Hepimiz biliyoruz ki, günümüzde geniş aile yapısı yerini çekirdek aile yapısına bırakmaktadır. Durum böyle olunca ebeveynlerin de bazı konularda aklı karışıyor. Baba ve anneler, ebeveynlik rollerini sorgularken, bununla birlikte çocukla anne-baba mı yoksa onunla arkadaş mı olmalıyım soruları da doğmaktadır.
Modern aile, modern ebeveyn kavramları hayatımıza girince çocukla arkadaş olan ebeveyn rolü daha çekici gelmeye başlamıştır.
Ebeveynler, çocukları için bir arkadaş hatta sırdaş olduklarını sıkça söylerken gerçekten olması gereken bu mudur? Çocuk için bir arkadaş mı yoksa ebeveyn mi olmalı?
Çocuklar için her şeyden önemlisi ‘ebeveyn’ duygusudur. Çünkü arkadaş ve ebeveynlik rolleri arasında büyük farklar vardır. Çocuk için hayatı boyunca arkadaş rolü çok sayıda olacaktır lakin ebeveyni yani anne-babası sadece bir tanedir. Bu da demek oluyor ki; çocukların sizin ebeveynliğinize ihtiyacı, arkadaşlığınızdan daha fazladır.
Sevgili anne ve babalar, çocuğunuzla arkadaş olmayın. Sevgili anne ve babalar çocuğunuzun ebeveyn olun. Çocuğa ebeveyni gibi davranın.
Anne ve baba rollerinin çocuğu olumsuz yönde etkilediğini düşündüğünüzde ebeveyn rolünden çıkıp başla bir role geçmek yerine, gerçekleştirdiğiniz ebeveyn rolünü değiştirin. Sizlerin kafasında ki ebeveyn tutumu; katı, hiç bir şeyi konuşmayan, paylaşmayan, baskıcı, sevgisini göstermeyen gibi kalıplar ise yapılması gereken ebeveynlikten vazgeçmek değildir, yapılması gereken bu tutumları revize edebilmektir.
Peki neden çocukla arkadaş olmamalısınız?
Çocuklar dilediği gibi davranır, fakat bir taraftan sınırlara da ihtiyaçları vardır, zira nerede duracağını bilmeyen çocuk kaygılanacaktır bu mutsuzluk doğurabilir. Arkadaş bir sınır çizemez, ebeveyn ise sınır çizebilir.

● **Gösterilen Materyal**:
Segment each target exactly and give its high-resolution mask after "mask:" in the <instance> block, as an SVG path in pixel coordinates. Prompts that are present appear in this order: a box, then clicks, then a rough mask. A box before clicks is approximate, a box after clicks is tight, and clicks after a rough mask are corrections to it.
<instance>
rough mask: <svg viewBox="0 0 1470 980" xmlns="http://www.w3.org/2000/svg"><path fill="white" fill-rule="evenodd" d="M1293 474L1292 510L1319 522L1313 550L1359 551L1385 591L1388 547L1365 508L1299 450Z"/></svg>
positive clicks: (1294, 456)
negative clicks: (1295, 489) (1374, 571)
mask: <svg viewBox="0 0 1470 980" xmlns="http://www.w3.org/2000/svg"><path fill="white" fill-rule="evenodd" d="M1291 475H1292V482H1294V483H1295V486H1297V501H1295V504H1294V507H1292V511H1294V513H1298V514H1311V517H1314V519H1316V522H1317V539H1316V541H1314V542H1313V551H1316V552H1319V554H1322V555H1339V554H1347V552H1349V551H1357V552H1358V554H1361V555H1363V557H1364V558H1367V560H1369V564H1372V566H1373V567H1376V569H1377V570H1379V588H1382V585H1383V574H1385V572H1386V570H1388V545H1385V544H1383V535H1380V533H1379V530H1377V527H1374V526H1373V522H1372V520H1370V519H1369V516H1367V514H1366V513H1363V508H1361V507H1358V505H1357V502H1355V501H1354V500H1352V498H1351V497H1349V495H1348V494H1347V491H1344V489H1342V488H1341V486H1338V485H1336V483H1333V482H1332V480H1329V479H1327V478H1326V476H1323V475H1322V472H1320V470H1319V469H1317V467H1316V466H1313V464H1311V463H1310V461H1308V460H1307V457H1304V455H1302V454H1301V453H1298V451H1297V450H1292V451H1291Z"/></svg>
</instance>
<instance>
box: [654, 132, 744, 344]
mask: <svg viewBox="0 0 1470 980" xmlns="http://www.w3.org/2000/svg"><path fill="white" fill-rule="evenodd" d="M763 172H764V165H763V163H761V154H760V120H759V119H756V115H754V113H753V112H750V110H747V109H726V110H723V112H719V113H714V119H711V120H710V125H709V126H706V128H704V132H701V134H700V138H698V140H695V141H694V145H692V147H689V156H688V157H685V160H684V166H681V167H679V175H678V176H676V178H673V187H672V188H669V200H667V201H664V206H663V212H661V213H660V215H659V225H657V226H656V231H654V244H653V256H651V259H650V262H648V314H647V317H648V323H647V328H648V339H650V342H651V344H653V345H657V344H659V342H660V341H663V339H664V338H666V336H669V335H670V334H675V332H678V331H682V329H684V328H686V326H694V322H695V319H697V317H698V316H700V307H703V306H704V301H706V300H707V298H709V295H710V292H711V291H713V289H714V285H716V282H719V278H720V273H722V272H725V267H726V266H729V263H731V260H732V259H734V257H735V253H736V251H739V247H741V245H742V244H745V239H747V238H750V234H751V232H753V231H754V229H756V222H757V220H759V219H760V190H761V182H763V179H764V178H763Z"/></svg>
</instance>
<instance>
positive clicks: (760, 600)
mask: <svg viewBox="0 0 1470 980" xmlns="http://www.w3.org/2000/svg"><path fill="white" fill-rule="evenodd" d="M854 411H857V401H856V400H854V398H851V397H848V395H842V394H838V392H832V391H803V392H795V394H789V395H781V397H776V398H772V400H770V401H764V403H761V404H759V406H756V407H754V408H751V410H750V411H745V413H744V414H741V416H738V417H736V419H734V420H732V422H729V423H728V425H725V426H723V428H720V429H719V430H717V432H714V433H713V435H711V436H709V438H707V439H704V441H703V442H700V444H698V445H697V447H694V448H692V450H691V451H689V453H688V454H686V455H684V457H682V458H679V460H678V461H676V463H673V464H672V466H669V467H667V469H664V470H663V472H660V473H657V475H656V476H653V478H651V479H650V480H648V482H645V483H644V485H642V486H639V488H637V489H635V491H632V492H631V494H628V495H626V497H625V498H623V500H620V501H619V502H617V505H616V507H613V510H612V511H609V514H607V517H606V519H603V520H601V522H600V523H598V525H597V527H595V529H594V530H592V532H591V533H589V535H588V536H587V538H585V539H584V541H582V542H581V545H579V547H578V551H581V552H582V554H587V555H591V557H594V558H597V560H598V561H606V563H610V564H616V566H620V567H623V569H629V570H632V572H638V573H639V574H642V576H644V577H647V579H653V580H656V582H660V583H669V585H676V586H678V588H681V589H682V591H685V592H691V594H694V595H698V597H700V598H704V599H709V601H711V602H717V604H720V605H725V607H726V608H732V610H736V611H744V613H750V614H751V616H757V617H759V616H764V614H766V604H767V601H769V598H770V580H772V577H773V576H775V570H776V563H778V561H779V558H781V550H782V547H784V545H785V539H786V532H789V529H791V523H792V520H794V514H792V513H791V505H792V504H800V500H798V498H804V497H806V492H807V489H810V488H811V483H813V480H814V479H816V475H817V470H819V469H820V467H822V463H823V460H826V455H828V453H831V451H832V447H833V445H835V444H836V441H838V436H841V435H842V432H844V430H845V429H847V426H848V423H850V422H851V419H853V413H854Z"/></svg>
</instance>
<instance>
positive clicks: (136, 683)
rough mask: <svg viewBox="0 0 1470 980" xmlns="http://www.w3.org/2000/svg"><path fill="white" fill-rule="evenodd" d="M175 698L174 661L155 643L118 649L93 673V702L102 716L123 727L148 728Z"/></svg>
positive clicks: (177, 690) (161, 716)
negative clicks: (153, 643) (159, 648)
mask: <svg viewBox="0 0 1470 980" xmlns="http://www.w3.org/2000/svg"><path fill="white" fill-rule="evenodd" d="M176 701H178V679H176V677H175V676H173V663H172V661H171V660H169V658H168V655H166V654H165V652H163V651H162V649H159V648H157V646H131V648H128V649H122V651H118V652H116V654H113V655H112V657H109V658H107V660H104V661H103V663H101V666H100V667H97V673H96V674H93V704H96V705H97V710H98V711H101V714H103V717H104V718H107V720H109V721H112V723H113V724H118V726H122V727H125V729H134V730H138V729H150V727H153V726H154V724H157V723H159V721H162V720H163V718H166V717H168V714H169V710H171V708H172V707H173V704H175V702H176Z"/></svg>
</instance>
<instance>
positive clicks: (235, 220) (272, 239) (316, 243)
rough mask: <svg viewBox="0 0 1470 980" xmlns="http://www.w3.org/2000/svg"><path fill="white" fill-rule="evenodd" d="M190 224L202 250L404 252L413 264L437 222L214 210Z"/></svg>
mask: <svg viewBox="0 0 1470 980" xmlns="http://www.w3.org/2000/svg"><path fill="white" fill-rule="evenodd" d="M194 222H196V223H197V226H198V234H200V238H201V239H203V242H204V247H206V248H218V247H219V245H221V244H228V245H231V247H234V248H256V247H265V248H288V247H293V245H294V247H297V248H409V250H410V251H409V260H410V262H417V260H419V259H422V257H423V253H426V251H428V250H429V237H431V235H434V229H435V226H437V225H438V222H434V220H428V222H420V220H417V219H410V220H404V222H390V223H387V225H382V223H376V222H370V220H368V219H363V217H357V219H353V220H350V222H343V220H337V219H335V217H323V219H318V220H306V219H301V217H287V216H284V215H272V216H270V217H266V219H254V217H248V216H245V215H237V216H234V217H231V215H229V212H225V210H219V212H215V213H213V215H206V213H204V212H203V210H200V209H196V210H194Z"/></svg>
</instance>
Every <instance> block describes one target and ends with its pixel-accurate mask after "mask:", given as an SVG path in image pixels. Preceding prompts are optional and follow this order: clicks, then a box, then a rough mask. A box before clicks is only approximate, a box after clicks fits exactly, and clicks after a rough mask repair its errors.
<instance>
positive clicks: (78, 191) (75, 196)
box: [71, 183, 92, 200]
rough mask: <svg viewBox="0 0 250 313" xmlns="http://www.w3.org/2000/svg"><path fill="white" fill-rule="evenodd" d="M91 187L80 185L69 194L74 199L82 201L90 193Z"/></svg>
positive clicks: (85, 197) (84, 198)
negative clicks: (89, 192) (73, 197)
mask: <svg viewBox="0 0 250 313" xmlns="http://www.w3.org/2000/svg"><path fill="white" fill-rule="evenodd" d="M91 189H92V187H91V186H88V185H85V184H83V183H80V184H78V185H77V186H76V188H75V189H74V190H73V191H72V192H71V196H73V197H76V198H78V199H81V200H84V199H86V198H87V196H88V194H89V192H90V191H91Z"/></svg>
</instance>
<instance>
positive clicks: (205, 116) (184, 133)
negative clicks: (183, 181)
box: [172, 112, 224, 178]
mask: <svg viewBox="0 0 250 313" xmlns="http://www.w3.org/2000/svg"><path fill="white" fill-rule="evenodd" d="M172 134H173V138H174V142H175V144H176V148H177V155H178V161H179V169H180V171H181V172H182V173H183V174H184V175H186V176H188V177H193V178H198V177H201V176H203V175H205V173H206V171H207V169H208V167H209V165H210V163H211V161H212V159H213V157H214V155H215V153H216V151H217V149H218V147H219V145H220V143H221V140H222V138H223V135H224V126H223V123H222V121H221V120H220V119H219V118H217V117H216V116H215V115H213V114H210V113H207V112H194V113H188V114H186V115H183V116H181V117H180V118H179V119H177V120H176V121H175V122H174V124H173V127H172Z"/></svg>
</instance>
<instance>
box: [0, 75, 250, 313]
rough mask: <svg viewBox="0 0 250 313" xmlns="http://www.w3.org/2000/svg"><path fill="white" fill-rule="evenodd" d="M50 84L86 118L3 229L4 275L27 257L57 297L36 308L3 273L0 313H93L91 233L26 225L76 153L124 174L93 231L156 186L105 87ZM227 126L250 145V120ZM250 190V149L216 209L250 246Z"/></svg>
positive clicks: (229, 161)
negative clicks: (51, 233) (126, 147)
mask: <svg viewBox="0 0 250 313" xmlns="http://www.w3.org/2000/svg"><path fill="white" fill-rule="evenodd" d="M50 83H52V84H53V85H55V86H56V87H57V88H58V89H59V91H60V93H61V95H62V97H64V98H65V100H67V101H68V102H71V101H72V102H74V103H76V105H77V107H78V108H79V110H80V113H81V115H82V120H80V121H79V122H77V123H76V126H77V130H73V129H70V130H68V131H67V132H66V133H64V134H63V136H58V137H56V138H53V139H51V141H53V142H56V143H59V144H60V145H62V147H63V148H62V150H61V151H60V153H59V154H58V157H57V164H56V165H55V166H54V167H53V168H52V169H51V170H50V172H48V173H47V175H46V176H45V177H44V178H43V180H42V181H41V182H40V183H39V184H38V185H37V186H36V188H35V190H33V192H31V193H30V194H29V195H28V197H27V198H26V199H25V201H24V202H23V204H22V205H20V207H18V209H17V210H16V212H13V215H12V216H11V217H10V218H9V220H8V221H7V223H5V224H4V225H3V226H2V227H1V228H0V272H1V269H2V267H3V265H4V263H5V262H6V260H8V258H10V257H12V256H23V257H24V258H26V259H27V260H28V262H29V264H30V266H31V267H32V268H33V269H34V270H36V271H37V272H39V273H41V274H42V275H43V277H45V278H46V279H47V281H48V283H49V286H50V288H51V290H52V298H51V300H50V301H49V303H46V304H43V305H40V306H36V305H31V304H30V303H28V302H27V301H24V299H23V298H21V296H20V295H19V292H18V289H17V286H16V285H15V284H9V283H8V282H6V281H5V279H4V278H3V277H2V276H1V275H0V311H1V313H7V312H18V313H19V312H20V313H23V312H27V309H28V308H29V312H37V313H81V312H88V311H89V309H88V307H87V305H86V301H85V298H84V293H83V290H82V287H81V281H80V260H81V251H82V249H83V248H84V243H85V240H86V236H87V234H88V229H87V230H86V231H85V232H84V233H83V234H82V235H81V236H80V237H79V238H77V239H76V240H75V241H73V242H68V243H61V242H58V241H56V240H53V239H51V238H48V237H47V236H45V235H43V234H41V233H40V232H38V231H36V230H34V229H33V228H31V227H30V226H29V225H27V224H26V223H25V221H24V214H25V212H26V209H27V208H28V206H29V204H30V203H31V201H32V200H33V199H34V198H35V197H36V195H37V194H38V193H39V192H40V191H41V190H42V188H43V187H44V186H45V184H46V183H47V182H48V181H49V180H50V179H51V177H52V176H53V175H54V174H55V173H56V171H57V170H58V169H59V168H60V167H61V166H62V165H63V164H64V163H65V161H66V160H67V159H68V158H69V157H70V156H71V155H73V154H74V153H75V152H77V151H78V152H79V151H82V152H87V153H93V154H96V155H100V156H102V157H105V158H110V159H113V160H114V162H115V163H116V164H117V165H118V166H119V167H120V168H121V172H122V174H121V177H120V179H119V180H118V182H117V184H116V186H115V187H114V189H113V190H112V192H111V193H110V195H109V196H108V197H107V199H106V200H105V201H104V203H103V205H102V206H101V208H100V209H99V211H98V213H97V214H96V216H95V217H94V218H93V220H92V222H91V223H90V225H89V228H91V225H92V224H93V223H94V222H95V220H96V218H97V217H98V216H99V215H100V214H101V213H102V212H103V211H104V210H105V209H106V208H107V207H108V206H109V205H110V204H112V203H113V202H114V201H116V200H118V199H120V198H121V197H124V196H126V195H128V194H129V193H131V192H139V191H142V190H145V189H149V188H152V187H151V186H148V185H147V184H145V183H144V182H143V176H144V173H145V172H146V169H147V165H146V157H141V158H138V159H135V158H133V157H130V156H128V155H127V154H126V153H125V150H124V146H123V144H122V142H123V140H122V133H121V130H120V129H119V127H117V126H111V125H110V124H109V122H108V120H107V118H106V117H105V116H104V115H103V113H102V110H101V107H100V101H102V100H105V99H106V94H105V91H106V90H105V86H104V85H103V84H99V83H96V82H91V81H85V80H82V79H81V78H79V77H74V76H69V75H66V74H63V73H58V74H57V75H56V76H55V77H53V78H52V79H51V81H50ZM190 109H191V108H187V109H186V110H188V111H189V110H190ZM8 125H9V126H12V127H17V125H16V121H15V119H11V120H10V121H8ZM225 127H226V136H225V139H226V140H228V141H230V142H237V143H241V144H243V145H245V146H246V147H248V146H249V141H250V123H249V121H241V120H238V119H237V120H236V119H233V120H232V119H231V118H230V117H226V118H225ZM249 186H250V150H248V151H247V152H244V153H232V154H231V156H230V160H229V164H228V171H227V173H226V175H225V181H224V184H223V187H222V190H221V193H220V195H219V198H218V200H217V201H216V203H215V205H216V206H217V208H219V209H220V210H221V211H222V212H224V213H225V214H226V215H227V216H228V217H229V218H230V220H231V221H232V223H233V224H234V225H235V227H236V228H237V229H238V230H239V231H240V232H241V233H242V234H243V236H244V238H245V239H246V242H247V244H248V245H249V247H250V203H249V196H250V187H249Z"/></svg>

● **Çözülecek Problem**: Ebeveynlik üzerine metinde "Hepimiz biliyoruz ki, günümüzde" sözleriyle başlayıp "çekici gelmeye başlamıştır." sözlerine kadar süren bölümü, "geniş aile" ifadesini "büyük aile" ifadesiyle değiştirerek yeniden yazın. Kayıtlar başka bir kaynaktan alınmıştır.

● **Alıştırma Çıktısı**:
Hepimiz biliyoruz ki, günümüzde büyük aile yapısı yerini çekirdek aile yapısına bırakmaktadır. Durum böyle olunca ebeveynlerin de bazı konularda aklı karışıyor. Baba ve anneler, ebeveynlik rollerini sorgularken, bununla birlikte çocukla anne-baba mı yoksa onunla arkadaş mı olmalıyım soruları da doğmaktadır.
Modern aile, modern ebeveyn kavramları hayatımıza girince çocukla arkadaş olan ebeveyn rolü daha çekici gelmeye başlamıştır.